Hacia un análisis feminista de la globalización agroalimentaria
Juana Moreno Nieto y Emmanuelle Hellio
Invernaderos de fresa en Moulay Bousselham. Marruecos 2012. Foto: Juana Moreno Nieto
El cultivo de fresa de contraestación constituye un modelo paradigmático de la globalización agroalimentaria. Se trata de una agricultura muy tecnificada y orientada a la exportación que necesita una gran cantidad de insumos (pesticidas, fertilizantes, plásticos de invernaderos, variedades patentadas de plantas…) y depende de las grandes cadenas de distribución para su comercialización en los mercados europeos. Es, asimismo, una agricultura intensiva en mano de obra que emplea aproximadamente a 60 000 temporeras y temporeros en la provincia de Huelva y a más de 20 000 obreras agrícolas en el norte de Marruecos.
Estos dos enclaves de producción intensiva de fresa ocupan una posición periférica en la cadena agroalimentaria, controlada por las grandes corporaciones de desarrollo de insumos y las grandes superficies comerciales que imponen precios y condiciones de venta. Ello hace que la reducción de los costes del trabajo constituya una de las principales estrategias de las empresas, agricultores y agricultoras para garantizar la rentabilidad del cultivo. El carácter altamente perecedero de la fresa, que debe recorrer miles de kilómetros hasta la mesa de los consumidores y las consumidoras en el norte de Europa, acentúa la importancia de una mano de obra abundante y disponible que asegure la recolección.
HUELVA: DE LAS FAMILIAS ANDALUZAS A LA CONTRATACIÓN EN ORIGEN DE MADRES MARROQUÍES
En la provincia de Huelva, el cultivo de la fresa comenzó en los años sesenta y durante los primeros años reposó sobre el trabajo de la mano de obra familiar en pequeñas explotaciones de 1 a 2 hectáreas. En la actualidad, se trata de un cultivo que, junto con el de otros frutos rojos, se extiende sobre unas 10 000 hectáreas de invernaderos que han dado lugar a un mar de plástico en el extremo occidental de Andalucía. Asimismo, se ha registrado un incremento del tamaño medio de las explotaciones que en 2004 era de 15 hectáreas. Durante los años noventa, la mano de obra familiar y las familias jornaleras andaluzas fueron sustituidas por temporeros extranjeros, principalmente hombres procedentes del Magreb y del África subsahariana. A continuación, las movilizaciones protagonizadas por estos trabajadores tuvieron como consecuencia su sustitución por jornaleras extranjeras traídas exclusivamente para la temporada a través de un programa de contratación en origen. Desde el principio, los empleadores [1] privilegiaron el reclutamiento de mano de obra femenina, en un primer momento, en países de Europa del Este como Rumanía o Polonia; a partir de 2006-2007, con la entrada de estos países en la Unión Europea, los contratos se redirigieron hacia Marruecos.

Registros de identificación de ubicaciones:
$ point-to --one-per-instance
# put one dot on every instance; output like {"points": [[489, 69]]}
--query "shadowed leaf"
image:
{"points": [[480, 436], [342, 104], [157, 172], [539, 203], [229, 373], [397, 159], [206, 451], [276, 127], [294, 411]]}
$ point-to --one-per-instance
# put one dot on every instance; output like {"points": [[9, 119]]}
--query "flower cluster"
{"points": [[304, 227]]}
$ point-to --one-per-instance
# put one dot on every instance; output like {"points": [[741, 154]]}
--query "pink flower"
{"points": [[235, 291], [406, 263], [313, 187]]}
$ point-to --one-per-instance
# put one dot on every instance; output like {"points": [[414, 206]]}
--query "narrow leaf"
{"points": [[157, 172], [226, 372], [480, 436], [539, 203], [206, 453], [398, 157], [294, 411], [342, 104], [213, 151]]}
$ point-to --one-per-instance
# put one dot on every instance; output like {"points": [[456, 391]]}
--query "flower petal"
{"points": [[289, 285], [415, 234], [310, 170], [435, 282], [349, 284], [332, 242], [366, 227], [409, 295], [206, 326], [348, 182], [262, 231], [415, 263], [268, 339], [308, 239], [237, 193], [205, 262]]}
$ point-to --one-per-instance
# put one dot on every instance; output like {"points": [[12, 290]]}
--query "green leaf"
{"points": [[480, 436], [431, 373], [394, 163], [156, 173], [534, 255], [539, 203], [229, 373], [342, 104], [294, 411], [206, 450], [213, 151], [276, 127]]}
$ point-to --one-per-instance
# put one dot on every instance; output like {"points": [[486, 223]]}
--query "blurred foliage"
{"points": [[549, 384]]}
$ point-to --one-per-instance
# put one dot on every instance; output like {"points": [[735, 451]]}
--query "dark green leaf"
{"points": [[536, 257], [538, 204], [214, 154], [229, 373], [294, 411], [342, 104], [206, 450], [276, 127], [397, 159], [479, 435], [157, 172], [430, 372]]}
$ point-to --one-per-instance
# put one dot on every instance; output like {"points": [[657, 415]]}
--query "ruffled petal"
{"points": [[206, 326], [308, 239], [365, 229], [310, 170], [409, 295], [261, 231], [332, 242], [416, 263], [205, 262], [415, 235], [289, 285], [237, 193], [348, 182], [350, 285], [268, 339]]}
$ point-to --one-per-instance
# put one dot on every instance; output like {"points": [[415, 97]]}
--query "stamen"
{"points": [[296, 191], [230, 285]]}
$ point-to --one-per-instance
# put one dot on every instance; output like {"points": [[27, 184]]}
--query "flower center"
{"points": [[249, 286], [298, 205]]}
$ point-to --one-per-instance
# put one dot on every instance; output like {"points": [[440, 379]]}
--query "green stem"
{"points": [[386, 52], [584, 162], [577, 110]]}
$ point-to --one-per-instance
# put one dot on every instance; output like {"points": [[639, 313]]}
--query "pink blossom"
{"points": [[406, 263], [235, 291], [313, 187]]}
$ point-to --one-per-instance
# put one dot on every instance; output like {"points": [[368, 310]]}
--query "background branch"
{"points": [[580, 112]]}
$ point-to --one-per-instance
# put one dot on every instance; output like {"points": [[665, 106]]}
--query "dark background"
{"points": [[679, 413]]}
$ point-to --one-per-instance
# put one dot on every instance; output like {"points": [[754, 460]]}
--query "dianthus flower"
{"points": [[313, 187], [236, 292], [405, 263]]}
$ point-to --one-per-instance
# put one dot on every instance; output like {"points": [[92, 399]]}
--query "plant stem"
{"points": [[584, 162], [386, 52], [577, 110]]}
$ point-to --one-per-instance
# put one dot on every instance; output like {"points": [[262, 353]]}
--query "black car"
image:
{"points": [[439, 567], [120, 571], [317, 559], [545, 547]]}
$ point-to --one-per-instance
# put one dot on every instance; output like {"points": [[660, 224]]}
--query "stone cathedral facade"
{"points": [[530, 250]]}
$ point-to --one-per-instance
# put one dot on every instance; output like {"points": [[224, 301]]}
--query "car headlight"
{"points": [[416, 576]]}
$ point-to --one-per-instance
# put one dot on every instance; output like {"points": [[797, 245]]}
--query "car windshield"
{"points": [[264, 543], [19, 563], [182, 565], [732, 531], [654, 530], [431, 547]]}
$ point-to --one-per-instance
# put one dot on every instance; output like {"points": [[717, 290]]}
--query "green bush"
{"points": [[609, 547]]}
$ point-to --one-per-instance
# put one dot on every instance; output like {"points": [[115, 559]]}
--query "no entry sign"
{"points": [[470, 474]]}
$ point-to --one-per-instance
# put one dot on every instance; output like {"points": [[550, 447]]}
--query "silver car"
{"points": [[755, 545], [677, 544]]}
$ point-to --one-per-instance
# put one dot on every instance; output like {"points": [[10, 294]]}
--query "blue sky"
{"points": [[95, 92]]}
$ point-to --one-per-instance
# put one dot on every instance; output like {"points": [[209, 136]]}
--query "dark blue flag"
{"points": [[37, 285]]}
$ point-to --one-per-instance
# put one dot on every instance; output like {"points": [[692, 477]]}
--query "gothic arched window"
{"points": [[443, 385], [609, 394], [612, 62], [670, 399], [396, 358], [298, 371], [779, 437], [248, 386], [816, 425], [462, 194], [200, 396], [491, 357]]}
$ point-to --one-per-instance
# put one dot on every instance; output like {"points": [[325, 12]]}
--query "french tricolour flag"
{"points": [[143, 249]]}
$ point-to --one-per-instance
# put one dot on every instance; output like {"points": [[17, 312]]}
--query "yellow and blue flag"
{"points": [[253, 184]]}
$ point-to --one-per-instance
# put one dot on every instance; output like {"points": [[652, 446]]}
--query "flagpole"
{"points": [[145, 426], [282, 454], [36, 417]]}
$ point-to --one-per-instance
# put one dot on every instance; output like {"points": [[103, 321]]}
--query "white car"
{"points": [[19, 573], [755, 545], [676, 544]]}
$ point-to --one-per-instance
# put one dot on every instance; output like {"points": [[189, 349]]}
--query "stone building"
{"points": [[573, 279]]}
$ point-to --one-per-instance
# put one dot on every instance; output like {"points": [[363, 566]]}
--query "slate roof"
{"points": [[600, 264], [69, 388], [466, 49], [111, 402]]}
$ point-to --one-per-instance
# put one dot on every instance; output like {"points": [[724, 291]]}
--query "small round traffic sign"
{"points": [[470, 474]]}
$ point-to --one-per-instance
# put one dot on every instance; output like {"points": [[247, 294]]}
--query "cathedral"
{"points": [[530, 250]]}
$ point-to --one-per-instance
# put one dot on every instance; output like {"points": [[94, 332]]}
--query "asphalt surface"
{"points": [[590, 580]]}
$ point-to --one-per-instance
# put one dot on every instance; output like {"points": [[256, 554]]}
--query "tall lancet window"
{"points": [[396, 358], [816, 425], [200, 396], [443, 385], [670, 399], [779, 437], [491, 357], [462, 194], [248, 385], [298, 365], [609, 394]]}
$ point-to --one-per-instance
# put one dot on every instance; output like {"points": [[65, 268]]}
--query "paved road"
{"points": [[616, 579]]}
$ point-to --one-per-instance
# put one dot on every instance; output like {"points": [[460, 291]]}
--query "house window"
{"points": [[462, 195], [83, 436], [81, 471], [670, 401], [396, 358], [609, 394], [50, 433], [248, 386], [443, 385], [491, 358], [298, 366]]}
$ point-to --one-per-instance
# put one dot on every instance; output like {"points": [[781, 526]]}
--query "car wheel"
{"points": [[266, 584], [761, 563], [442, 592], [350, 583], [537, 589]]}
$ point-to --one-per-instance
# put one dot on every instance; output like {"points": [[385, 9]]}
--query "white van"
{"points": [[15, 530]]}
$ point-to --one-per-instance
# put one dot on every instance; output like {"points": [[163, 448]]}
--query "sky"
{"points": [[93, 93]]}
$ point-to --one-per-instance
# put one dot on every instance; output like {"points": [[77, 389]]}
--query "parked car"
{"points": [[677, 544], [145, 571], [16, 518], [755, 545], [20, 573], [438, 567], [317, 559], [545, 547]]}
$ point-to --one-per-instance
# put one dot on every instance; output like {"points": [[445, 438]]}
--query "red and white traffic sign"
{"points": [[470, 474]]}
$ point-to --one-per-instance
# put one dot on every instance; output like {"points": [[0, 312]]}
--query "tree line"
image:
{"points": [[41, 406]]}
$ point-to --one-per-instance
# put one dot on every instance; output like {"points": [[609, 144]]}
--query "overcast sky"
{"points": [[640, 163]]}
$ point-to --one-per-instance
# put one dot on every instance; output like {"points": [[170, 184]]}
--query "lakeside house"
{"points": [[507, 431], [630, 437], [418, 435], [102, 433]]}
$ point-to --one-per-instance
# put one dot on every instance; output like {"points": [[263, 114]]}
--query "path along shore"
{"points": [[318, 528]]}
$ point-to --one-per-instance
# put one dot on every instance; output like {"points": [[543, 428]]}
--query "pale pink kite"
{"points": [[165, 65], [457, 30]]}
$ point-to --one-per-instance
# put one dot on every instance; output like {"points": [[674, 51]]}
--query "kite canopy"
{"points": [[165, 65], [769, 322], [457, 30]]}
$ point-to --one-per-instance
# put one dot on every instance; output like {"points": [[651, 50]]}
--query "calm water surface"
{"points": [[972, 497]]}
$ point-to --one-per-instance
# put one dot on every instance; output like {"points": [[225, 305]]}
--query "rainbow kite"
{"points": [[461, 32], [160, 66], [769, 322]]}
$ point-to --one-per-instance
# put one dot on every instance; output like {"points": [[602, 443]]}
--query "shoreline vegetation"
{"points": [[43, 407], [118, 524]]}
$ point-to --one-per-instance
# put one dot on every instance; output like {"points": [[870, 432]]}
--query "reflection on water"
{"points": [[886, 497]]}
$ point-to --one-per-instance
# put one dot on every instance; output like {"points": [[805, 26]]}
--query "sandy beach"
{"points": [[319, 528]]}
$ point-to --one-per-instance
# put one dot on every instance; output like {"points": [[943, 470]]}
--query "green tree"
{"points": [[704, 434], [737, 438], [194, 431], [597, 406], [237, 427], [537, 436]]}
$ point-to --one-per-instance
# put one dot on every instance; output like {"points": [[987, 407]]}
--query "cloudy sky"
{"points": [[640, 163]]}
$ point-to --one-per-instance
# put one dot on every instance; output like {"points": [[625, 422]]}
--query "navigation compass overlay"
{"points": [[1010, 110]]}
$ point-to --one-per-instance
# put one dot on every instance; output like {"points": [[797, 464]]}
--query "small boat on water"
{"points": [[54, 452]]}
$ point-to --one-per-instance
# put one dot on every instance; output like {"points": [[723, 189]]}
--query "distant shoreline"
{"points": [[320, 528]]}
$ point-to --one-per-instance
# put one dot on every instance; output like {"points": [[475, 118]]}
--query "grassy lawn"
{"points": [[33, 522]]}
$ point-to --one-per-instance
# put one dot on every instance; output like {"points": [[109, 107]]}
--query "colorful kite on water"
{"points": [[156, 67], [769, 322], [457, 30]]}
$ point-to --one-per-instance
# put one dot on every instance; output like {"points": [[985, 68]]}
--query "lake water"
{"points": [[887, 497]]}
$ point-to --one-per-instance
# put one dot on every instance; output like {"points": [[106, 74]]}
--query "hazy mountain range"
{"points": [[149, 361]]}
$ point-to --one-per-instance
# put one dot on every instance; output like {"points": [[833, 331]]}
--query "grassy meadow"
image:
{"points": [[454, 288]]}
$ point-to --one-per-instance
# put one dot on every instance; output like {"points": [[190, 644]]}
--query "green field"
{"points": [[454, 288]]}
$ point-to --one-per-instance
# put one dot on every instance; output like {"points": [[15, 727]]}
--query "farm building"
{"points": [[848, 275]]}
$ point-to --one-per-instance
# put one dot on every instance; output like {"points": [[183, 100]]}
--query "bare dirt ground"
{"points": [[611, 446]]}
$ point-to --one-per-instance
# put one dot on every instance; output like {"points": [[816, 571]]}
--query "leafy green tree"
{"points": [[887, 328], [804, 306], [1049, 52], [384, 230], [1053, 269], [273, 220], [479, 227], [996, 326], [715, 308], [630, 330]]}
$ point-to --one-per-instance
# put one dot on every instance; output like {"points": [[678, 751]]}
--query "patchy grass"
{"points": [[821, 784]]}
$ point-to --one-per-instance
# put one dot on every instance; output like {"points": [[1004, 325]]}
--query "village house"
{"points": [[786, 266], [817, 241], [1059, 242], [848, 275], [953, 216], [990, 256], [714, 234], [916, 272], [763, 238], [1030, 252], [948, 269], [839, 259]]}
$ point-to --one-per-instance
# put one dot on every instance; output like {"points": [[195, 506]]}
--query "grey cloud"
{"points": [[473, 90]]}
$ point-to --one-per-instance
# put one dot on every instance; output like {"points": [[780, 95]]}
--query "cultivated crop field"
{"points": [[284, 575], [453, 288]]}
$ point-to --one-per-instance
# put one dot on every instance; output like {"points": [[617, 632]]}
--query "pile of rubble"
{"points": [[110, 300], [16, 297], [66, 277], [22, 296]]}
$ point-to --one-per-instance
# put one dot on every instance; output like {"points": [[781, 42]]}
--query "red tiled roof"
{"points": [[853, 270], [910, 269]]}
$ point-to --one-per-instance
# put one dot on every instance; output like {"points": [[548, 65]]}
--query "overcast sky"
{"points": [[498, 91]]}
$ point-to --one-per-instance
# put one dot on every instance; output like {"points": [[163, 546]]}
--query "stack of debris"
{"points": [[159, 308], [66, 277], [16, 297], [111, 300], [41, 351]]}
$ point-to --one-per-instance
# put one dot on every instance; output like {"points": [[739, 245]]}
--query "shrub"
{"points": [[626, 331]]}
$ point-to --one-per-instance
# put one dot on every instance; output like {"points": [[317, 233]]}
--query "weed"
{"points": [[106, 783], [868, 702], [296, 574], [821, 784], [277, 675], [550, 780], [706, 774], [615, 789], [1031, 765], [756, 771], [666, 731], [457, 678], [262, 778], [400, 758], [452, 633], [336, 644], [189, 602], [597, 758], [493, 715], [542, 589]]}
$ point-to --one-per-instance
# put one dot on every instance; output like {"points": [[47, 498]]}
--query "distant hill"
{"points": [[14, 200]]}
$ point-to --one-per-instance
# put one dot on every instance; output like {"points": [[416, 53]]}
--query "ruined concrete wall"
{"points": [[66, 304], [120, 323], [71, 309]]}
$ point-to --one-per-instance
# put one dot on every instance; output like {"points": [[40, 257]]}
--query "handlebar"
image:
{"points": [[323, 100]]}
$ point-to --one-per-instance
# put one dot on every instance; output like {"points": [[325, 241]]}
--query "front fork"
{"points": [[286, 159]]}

▸ **REQUISITOS**
1 - Copia tal cual el fragmento del texto sobre el cultivo de fresa que va desde "Estos dos enclaves" hasta "asegure la recolección.", incluido este último.
2 - Según el texto sobre el cultivo de fresa, ¿cuál era en 2004 el tamaño medio de las explotaciones en la provincia de Huelva?
3 - Prosigue el texto sobre el cultivo de fresa a partir de su última oración.
Los registros son material independiente del texto.

▸ **RESULTADOS ESPERADOS**
1 -
Estos dos enclaves de producción intensiva de fresa ocupan una posición periférica en la cadena agroalimentaria, controlada por las grandes corporaciones de desarrollo de insumos y las grandes superficies comerciales que imponen precios y condiciones de venta. Ello hace que la reducción de los costes del trabajo constituya una de las principales estrategias de las empresas, agricultores y agricultoras para garantizar la rentabilidad del cultivo. El carácter altamente perecedero de la fresa, que debe recorrer miles de kilómetros hasta la mesa de los consumidores y las consumidoras en el norte de Europa, acentúa la importancia de una mano de obra abundante y disponible que asegure la recolección.

2 - 15 hectáreas.

3 -
En Marruecos, la patronal fresera española y la Agencia Nacional de Empleo marroquí (ANAPEC), establecieron la contratación exclusiva de mujeres casadas, divorciadas o viudas, con hijos e hijas menores de 13 años a su cargo. Con ello pretendían asegurarse el retorno de estas mujeres a su país al finalizar la temporada, como está previsto en el programa. La identificación de las mujeres como principales proveedoras del trabajo de cuidados en el hogar, llevó a empleadores e instituciones a considerarlas como la mano de obra idónea, es decir, disponible cuando se la necesita y reenviable a sus responsabilidades familiares cuando no es el caso.
Este programa ofrece, igualmente, una gran flexibilidad a la hora de organizar los flujos de trabajadoras. Así, la Agencia Nacional de Empleo marroquí responde «just in time» a las demandas de cada explotación agrícola que solicita la llegada de las trabajadoras en función de la evolución de la campaña, independientemente de la estimación inicial que hubieran realizado al principio. Este sistema implica que numerosas trabajadoras se queden en Marruecos tras haber hecho todas las gestiones y preparativos para salir. Las que finalmente viajan tampoco tienen garantizada la continuidad del trabajo una vez en España. A pesar de que el acuerdo para el contingente indica que se debe garantizar una actividad continua fijada en Huelva en un mínimo de 18 jornadas al mes, se trata de una norma poco respetada en el sector. Esta situación permite disponer de una reserva de trabajadoras en las fincas que garantiza la fuerza de trabajo para los picos de producción, en contra de lo que les convendría para aprovechar al máximo su estancia.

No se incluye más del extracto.